◆ **Document segment**
5 tips for Amazon sellers to source quality products from Chinese manufacturers

This week, we welcome guest blogger George Tewson. George is the founder of MerchSprout, a UK-based company that helps businesses source, audit, QC, and ship items efficiently and cost-effectively from China. 

In this post, we are going to discuss tips to ensure you get the best quality products from China. China can be the wild west when it comes to quality, and through our years of quality assurance in China, we have had our fair share of gunfights, too. We have put together our top 5 tips and insights to ensure you come out more like John Wayne than Prospector Pete.

China can be all things from absolutely fantastic, to depressingly tiresome, and everything in between. I am not selling you any fantasy when stating it’s all within your control, it truly is, but initially, you need to ask yourself, why am I looking at sourcing in China?

Make no mistake, China can be cheap, and when I ask this question to the majority of clients, cost is the main driver. Low cost, low shipping rates, and a relatively robust supply chain. But the next question you should be asking yourself is, what is the cost of poor quality to me?

◆ **Given records**
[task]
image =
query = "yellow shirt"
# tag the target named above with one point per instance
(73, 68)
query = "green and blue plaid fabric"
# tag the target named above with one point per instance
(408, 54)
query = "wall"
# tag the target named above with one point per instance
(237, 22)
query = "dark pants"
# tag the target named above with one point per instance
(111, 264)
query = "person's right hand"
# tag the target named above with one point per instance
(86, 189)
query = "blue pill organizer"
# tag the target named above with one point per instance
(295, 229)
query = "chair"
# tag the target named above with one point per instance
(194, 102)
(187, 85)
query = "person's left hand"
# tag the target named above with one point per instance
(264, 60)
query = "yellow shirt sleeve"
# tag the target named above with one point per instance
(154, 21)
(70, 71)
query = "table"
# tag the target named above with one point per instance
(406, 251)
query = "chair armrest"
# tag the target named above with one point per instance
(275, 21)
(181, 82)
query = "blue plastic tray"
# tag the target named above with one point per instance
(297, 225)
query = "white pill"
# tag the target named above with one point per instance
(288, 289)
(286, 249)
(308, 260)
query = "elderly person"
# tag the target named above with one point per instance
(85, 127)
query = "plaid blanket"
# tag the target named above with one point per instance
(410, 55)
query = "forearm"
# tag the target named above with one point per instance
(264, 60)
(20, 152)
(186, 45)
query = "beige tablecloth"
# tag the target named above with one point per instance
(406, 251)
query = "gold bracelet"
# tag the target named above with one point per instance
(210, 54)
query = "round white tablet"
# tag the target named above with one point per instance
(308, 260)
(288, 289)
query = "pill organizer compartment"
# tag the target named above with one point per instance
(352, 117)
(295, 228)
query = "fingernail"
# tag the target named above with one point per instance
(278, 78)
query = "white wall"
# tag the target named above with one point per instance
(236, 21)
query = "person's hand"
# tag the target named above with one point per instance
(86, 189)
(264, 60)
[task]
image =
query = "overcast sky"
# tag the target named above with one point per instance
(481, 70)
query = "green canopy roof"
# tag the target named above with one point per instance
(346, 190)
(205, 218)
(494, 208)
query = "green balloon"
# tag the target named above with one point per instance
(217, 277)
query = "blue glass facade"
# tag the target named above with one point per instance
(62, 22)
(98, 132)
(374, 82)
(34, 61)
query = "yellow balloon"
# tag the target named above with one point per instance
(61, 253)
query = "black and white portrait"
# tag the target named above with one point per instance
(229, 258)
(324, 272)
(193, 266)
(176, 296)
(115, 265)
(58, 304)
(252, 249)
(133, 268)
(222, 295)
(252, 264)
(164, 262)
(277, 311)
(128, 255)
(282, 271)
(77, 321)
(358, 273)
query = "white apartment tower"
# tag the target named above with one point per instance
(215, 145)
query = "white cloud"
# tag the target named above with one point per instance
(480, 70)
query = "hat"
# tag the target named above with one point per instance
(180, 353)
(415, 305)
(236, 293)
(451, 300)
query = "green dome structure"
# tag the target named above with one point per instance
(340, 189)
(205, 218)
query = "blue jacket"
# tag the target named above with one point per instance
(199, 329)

◆ **Tasks**
A. Shorten the paragraph of the sourcing post that begins "Make no mistake, China can be cheap," keeping its main facts.
B. Based on the sourcing post, state whether each statement agrees with the text. Answer yes or no, and quote the deciding words exactly.
(i) MerchSprout is based in the UK.
(ii) The post presents ten tips.
(iii) The writer says the results of sourcing in China are outside the seller's control.
C. Reproduce the part of the sourcing post that opens with the words containing "This week, we" and closes with "sourcing in China?".
The items are separate material from the text about sourcing products in China.

◆ **Exercise solutions**
A. Cost is the main reason most clients give for sourcing in China, which offers low prices, low shipping rates, and a fairly robust supply chain. Sellers should also ask what poor quality would cost them.

B.
(i) Yes: "a UK-based company"
(ii) No: "our top 5 tips and insights"
(iii) No: "it’s all within your control, it truly is"

C.
This week, we welcome guest blogger George Tewson. George is the founder of MerchSprout, a UK-based company that helps businesses source, audit, QC, and ship items efficiently and cost-effectively from China. 

In this post, we are going to discuss tips to ensure you get the best quality products from China. China can be the wild west when it comes to quality, and through our years of quality assurance in China, we have had our fair share of gunfights, too. We have put together our top 5 tips and insights to ensure you come out more like John Wayne than Prospector Pete.

China can be all things from absolutely fantastic, to depressingly tiresome, and everything in between. I am not selling you any fantasy when stating it’s all within your control, it truly is, but initially, you need to ask yourself, why am I looking at sourcing in China?